(TASK GOAL) Substitute "Object" for "Target" throughout the rows below, and write them out again with nothing else changed.

(RECORDS SUPPLIED)
>>>

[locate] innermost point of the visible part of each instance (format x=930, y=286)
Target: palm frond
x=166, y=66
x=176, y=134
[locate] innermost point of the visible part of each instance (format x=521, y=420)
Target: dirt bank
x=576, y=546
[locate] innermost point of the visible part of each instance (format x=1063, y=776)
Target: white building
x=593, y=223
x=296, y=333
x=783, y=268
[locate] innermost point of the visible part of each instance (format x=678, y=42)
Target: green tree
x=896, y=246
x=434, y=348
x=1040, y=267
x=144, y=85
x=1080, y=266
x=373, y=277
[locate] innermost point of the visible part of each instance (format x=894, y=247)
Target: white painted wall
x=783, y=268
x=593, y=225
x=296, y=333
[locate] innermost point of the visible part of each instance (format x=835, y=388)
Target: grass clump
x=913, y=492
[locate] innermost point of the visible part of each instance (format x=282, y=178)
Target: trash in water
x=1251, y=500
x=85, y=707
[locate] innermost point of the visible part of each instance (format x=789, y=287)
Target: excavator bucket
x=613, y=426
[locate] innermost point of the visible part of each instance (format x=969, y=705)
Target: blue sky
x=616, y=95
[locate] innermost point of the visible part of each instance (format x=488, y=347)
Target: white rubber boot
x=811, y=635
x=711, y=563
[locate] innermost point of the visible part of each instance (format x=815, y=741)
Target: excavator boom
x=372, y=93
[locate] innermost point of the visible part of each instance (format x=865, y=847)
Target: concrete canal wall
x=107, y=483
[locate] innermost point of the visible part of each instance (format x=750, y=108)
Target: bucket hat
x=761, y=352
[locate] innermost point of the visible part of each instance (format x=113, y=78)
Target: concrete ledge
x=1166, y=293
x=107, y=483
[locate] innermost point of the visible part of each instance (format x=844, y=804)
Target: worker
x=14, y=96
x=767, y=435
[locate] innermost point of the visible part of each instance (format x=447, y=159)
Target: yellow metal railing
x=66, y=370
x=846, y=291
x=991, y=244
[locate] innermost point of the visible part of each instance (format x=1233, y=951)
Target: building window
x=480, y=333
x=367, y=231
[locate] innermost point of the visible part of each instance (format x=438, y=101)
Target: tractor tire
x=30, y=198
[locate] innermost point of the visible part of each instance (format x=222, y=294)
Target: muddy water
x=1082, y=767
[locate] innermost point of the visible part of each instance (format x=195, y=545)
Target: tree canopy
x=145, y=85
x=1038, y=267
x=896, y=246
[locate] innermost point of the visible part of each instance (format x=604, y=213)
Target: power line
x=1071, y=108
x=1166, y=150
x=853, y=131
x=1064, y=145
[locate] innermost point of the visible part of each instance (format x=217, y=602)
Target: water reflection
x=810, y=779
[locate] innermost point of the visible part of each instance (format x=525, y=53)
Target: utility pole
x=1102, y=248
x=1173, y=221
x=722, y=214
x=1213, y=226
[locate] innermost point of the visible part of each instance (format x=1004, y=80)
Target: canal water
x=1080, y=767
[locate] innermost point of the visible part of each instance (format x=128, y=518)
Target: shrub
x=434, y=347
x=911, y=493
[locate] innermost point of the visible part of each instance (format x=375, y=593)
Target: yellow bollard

<<<

(TASK RESULT)
[locate] innermost point of the visible part of each instance (format x=930, y=286)
Object: palm frond
x=166, y=66
x=176, y=134
[locate] innermost point of the visible part of each instance (format x=521, y=420)
Object: dirt bank
x=576, y=546
[locate] innermost point of the visible part of each instance (format x=1063, y=776)
Object: white building
x=593, y=223
x=296, y=333
x=783, y=268
[locate] innermost point of the visible part of each instance (format x=678, y=42)
Object: green tree
x=896, y=246
x=434, y=348
x=1040, y=267
x=144, y=85
x=1080, y=266
x=373, y=277
[locate] innermost point of the visible part of each instance (format x=894, y=247)
Object: white painted wall
x=783, y=268
x=593, y=225
x=296, y=333
[locate] innermost point of the visible part of each instance (format x=835, y=388)
Object: grass clump
x=913, y=492
[locate] innermost point of the visible part of each instance (format x=282, y=178)
Object: trash in water
x=1251, y=500
x=85, y=707
[locate] innermost point of the visible part of each instance (format x=789, y=287)
Object: excavator bucket
x=613, y=426
[locate] innermost point of the visible part of each instance (format x=969, y=705)
Object: blue sky
x=616, y=95
[locate] innermost point of the visible part of each instance (format x=488, y=347)
Object: white rubber boot
x=811, y=635
x=711, y=563
[locate] innermost point of the visible part of each instance (format x=815, y=741)
Object: excavator boom
x=372, y=93
[locate] innermost point of the visible part of each instance (format x=865, y=847)
Object: concrete canal wall
x=107, y=483
[locate] innermost point of the visible part of each instance (format x=750, y=108)
Object: bucket hat
x=761, y=352
[locate] innermost point of the visible part of each instance (format x=113, y=78)
Object: concrete ledge
x=1166, y=293
x=107, y=483
[locate] innermost point of the visible part of each instance (format x=844, y=804)
Object: worker
x=14, y=96
x=767, y=435
[locate] innermost point of the visible part of each instance (format x=447, y=159)
Object: yellow metal railing
x=66, y=370
x=846, y=291
x=991, y=244
[locate] innermost point of the visible part of each instance (format x=1233, y=951)
Object: building window
x=480, y=333
x=367, y=231
[locate] innermost point of the visible part of each instance (format x=438, y=101)
Object: tractor tire
x=30, y=198
[locate] innermost point of the visible part of each instance (format x=222, y=294)
Object: muddy water
x=1082, y=767
[locate] innermost point of the visible part of each instance (format x=195, y=545)
Object: tree canopy
x=145, y=85
x=1038, y=267
x=896, y=246
[locate] innermost point of the visible part of each instance (format x=604, y=213)
Object: power line
x=1071, y=108
x=1166, y=150
x=853, y=131
x=1064, y=145
[locate] innermost point of the visible part of each instance (format x=217, y=602)
Object: water reflection
x=810, y=779
[locate] innermost point of the visible part of each instance (format x=525, y=53)
Object: utility pole
x=1102, y=248
x=1173, y=221
x=722, y=214
x=1213, y=226
[locate] innermost point of the visible part of each instance (format x=1004, y=80)
Object: canal water
x=1080, y=767
[locate] innermost point of the visible part of each instance (format x=128, y=518)
Object: shrub
x=434, y=347
x=911, y=493
[locate] innermost point of the visible part of each instance (format x=375, y=593)
Object: yellow bollard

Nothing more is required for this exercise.